* **TEXTO FORNECIDO**:

..........

Esse ponto, que é muito importante, permite distinguir dois grupos. Um primeiro, que se encontra do lado do materialismo e que é fortemente militante, por exemplo, na Livre Pensamento. Há também um ateísmo mais popular que desconfia das Igrejas, mas que não quer abraçar todos os pensamentos do ateísmo militante.
Os ateus também produzem crenças?
A questão é saber se o fato de se dizer ateu levará necessariamente a uma visão desprovida de qualquer significação religiosa. Na sociologia das religiões, há teses que se opõem. Segundo uma dessas teses, defendida por pesquisadores italianos, os ateus produzem significações religiosas. Mais precisamente, eles sacralizariam normas de existência que fazem duvidar da possibilidade de uma crítica. Assim, haveria uma religião civil e mesmo uma religião política para qualificar alguns valores que são promovidos pelos ateus fora de qualquer crença em Deus. Também podemos falar de um “monoteísmo de valores” a propósito das populações que erigem em valores sagrados o princípio da autonomia do sujeito, o que permite fundar sua própria existência.

..........

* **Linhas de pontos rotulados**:
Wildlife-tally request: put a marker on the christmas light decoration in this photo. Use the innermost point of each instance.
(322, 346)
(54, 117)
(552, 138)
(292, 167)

..........

* **ENUNCIADO DO EXERCÍCIO**:
Transcreva sem qualquer alteração o trecho do texto sobre o ateísmo, começando nas palavras "Esse ponto, que" e parando após as palavras "do ateísmo militante.".

* **RESULTADO DA TAREFA**:
Esse ponto, que é muito importante, permite distinguir dois grupos. Um primeiro, que se encontra do lado do materialismo e que é fortemente militante, por exemplo, na Livre Pensamento. Há também um ateísmo mais popular que desconfia das Igrejas, mas que não quer abraçar todos os pensamentos do ateísmo militante.